## YOUR GOAL
In the records below, reproduce everything from the line that contains "The user wants to interact with the rear" down to the line that contains "[0,83,461,299]", including both of those lines, character for character.

[Dataset extracts labeled with boxes]
## Start

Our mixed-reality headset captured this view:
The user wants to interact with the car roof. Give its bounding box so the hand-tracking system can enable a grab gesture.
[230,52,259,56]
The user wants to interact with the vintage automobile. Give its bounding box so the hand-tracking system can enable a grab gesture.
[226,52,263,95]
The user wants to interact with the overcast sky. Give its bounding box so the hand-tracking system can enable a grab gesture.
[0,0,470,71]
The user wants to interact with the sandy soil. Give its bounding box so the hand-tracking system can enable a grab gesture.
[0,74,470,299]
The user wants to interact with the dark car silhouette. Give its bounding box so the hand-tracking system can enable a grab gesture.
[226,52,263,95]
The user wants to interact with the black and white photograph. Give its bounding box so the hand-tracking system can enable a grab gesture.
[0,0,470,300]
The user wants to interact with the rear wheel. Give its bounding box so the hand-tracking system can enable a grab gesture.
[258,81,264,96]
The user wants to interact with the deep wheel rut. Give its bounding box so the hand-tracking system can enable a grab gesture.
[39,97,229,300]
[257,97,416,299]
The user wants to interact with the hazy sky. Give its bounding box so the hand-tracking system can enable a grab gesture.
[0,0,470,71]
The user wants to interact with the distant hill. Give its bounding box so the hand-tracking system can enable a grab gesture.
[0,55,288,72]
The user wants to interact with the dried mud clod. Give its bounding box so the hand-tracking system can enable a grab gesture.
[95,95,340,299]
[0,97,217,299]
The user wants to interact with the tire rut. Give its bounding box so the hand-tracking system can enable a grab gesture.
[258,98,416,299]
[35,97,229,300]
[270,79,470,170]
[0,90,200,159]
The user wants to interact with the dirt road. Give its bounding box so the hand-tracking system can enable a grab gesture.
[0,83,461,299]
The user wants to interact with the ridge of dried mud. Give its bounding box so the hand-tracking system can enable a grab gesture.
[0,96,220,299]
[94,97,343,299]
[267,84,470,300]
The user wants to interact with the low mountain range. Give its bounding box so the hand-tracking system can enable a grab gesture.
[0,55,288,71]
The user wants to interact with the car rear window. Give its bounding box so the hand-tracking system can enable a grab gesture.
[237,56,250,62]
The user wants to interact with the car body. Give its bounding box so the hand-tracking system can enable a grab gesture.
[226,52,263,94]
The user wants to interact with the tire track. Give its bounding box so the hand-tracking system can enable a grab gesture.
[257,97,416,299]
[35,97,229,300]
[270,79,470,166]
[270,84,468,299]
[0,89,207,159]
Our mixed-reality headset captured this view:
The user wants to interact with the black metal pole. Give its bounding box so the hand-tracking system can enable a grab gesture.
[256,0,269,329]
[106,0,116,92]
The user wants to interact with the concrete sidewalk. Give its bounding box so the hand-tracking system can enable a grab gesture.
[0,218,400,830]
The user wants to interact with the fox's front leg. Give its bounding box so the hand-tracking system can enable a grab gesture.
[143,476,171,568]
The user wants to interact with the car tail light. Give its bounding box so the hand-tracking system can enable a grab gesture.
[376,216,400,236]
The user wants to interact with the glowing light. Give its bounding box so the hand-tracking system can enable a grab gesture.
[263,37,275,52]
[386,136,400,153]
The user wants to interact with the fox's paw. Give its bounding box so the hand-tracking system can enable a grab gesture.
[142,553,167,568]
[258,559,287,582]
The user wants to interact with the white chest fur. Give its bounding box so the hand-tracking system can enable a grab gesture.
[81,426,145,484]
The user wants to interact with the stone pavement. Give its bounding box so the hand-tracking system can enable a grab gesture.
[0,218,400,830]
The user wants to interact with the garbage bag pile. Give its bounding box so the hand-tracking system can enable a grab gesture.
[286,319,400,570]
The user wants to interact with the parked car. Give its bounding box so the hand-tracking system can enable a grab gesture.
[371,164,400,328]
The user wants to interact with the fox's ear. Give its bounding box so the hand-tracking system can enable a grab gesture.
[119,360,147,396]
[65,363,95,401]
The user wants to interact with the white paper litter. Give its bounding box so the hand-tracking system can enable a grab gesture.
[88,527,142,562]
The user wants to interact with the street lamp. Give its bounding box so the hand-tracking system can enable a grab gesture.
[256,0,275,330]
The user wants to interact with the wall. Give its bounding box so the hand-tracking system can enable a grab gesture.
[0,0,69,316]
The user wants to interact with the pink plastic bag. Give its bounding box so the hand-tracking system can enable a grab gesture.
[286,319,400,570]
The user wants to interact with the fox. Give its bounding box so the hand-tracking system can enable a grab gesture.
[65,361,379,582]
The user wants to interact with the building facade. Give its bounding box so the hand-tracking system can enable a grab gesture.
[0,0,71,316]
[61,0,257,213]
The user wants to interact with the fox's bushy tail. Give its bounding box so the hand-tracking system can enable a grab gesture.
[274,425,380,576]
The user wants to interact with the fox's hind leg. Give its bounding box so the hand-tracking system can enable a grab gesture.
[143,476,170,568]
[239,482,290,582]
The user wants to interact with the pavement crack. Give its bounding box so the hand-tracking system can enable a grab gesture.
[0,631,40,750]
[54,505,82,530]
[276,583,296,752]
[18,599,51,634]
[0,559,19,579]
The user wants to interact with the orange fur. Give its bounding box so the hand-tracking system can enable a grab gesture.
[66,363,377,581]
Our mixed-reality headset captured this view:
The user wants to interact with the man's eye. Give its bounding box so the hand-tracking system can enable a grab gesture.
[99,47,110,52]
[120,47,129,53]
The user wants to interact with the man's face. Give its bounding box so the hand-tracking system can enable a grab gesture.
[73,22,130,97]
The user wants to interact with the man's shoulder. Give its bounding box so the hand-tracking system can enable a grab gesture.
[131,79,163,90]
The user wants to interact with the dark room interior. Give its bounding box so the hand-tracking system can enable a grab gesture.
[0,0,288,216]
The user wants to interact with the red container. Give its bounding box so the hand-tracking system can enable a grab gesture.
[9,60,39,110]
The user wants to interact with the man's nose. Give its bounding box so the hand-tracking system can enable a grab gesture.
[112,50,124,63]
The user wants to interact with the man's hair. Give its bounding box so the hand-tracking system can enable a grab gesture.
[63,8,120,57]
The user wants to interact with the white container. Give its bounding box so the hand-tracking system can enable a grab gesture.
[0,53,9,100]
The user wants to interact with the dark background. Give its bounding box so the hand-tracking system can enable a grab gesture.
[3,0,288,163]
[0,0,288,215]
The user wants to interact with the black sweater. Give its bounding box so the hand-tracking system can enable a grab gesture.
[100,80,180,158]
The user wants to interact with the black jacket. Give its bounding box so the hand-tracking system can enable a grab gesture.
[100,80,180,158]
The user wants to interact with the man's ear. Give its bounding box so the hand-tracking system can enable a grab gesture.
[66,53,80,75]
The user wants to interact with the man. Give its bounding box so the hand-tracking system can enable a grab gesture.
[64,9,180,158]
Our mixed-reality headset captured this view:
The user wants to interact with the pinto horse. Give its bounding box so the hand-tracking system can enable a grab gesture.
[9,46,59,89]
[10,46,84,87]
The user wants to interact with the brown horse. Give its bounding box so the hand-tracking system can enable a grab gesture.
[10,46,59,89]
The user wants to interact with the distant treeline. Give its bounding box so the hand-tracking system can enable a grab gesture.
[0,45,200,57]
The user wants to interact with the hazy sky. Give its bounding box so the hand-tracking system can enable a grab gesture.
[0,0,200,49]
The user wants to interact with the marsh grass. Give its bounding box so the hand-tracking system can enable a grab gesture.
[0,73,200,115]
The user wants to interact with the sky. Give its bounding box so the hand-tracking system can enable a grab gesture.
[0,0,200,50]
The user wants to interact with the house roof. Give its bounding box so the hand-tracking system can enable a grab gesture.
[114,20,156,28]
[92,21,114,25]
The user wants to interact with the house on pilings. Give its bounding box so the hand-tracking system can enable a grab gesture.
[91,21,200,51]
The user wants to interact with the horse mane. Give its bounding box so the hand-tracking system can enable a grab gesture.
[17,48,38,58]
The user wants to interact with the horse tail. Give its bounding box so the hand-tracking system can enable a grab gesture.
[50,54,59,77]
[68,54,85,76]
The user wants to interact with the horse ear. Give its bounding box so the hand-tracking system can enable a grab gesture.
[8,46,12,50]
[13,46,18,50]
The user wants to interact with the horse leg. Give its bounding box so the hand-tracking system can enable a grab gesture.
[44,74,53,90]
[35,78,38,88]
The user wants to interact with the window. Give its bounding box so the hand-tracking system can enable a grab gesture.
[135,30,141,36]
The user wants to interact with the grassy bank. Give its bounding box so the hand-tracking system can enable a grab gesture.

## End

## PROBLEM SOLUTION
The user wants to interact with the rear wheel. Give its bounding box so the hand-tracking system can enable a grab gesture.
[258,81,264,96]
The user wants to interact with the deep wheel rut. Give its bounding box so the hand-tracking system can enable a grab gesture.
[39,97,229,300]
[257,97,416,299]
The user wants to interact with the hazy sky. Give its bounding box so the hand-tracking system can enable a grab gesture.
[0,0,470,71]
The user wants to interact with the distant hill. Give its bounding box so the hand-tracking system can enable a grab gesture.
[0,55,288,72]
The user wants to interact with the dried mud clod. Give its bounding box so the hand-tracking system can enable a grab gesture.
[95,95,340,299]
[0,97,217,299]
The user wants to interact with the tire rut. Give its bounding box so the hand-tracking system can enable a grab gesture.
[258,98,416,299]
[35,97,229,300]
[270,79,470,170]
[0,90,200,159]
The user wants to interact with the dirt road. Give its bounding box so the hand-tracking system can enable a grab gesture.
[0,83,461,299]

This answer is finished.